_Data provided_
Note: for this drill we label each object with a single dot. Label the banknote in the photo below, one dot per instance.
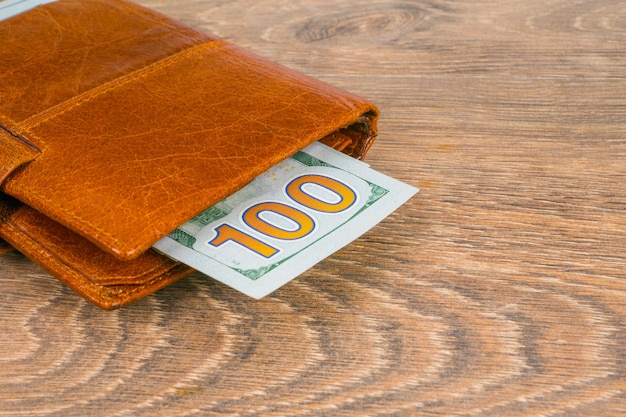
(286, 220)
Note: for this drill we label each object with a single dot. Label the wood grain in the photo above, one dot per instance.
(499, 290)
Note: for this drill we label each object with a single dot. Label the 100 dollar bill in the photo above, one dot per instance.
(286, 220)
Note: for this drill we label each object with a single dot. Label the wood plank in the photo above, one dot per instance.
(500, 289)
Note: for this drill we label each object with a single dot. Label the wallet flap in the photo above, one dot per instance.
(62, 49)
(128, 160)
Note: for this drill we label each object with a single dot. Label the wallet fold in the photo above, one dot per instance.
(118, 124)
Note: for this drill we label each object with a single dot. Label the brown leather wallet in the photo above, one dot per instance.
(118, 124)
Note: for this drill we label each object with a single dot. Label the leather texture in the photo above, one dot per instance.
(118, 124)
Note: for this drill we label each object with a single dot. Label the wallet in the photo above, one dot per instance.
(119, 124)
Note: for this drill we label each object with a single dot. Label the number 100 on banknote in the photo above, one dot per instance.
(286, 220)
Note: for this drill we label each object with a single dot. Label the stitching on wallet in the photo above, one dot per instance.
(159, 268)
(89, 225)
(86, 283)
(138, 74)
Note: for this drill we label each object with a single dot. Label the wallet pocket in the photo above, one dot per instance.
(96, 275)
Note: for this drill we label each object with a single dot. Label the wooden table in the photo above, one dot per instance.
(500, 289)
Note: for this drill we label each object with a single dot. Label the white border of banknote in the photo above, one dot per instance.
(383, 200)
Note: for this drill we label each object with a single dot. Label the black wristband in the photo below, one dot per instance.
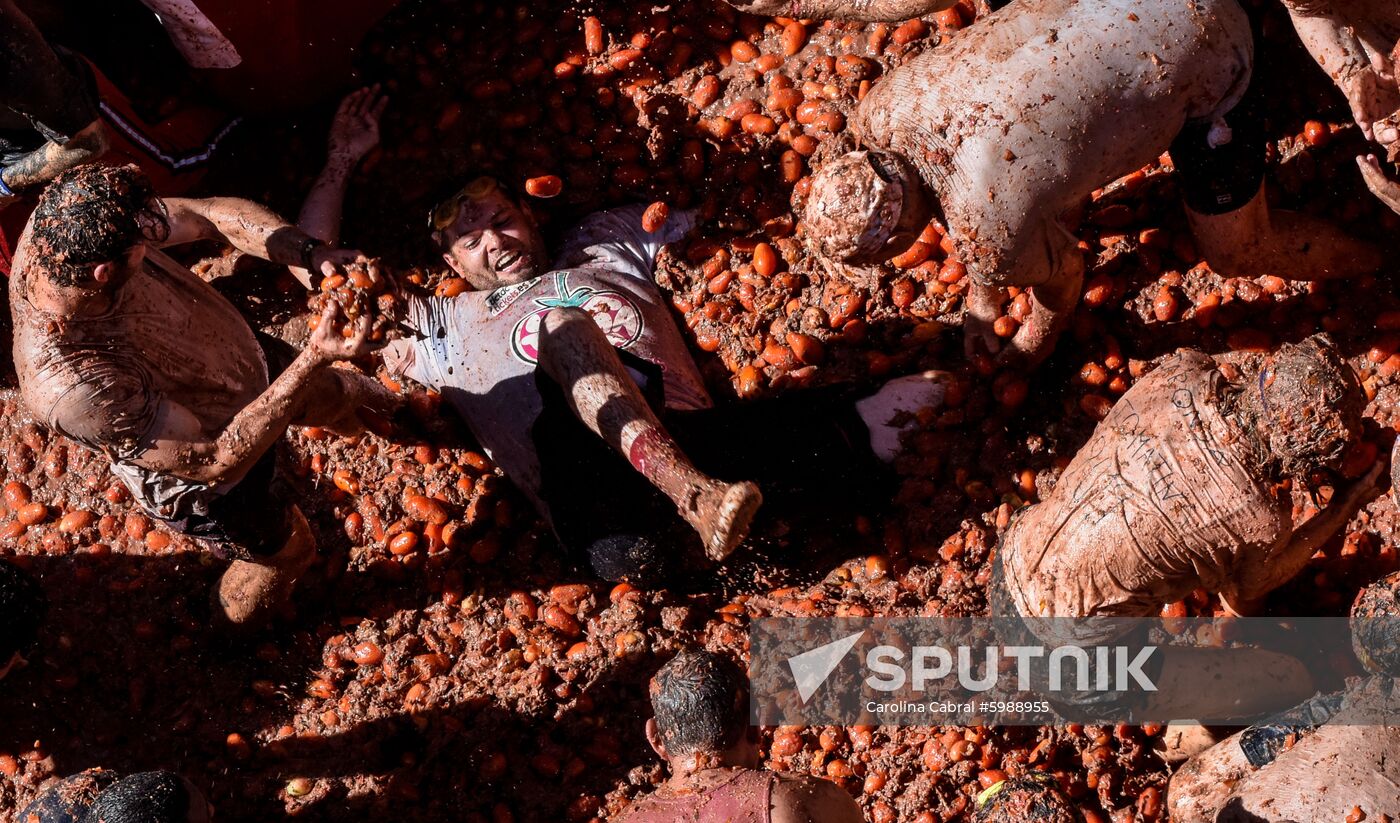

==

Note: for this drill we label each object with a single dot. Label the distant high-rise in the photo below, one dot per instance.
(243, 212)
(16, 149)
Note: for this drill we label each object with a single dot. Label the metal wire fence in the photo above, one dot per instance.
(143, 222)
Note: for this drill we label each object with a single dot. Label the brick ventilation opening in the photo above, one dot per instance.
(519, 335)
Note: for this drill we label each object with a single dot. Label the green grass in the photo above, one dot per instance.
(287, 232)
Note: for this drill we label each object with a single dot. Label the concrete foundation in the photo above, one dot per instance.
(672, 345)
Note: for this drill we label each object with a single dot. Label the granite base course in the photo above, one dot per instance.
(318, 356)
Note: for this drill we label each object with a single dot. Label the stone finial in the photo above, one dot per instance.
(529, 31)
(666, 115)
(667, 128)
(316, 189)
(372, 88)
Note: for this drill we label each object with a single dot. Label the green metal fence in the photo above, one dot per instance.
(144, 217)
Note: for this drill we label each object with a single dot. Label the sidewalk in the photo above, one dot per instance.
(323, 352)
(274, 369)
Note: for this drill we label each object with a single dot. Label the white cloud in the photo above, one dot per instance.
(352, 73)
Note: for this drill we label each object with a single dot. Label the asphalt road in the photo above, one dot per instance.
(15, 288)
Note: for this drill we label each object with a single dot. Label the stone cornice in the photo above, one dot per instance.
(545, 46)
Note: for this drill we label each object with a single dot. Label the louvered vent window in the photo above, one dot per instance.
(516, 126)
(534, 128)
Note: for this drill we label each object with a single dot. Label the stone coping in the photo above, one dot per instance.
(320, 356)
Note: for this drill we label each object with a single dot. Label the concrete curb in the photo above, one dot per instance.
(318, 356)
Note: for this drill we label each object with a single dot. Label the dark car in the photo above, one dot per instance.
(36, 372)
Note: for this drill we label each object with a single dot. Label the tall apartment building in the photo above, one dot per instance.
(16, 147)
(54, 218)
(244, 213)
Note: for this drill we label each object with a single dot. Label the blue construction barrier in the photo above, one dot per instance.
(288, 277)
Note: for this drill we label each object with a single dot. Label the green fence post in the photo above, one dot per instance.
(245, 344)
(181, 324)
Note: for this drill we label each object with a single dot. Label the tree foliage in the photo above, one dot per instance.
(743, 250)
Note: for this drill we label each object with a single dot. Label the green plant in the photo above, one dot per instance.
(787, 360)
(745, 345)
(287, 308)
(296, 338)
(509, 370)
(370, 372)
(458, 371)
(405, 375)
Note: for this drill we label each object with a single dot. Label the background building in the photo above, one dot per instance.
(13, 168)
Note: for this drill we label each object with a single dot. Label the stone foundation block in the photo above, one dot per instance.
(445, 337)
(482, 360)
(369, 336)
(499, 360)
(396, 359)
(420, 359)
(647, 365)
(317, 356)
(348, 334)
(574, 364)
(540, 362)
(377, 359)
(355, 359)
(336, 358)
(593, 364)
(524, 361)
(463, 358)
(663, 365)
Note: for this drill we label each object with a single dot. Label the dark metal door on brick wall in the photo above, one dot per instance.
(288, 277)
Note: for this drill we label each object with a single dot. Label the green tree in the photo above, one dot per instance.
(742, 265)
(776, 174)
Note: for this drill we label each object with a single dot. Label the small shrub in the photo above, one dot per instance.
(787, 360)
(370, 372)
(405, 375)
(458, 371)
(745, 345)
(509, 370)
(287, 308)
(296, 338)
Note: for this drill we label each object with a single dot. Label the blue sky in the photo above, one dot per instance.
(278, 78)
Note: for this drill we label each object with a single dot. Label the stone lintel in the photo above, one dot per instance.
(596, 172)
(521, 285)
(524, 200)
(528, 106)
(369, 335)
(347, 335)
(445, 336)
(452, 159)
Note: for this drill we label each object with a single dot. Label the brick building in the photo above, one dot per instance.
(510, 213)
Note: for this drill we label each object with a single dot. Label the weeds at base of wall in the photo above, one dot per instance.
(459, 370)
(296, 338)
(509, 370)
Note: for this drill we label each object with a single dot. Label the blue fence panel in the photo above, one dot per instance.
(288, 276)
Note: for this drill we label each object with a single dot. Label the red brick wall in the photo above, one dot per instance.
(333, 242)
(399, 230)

_Work to be completed_
Pull out every line of the data that contains the word "white", matching case exactly.

_Full response_
Note: for this drill we label each object with a single dot. Label the white border of banknote in the photo above, one dot per instance.
Note: for this drill we label each object with a single dot. Label the white cloud in the photo above, one dot per instance.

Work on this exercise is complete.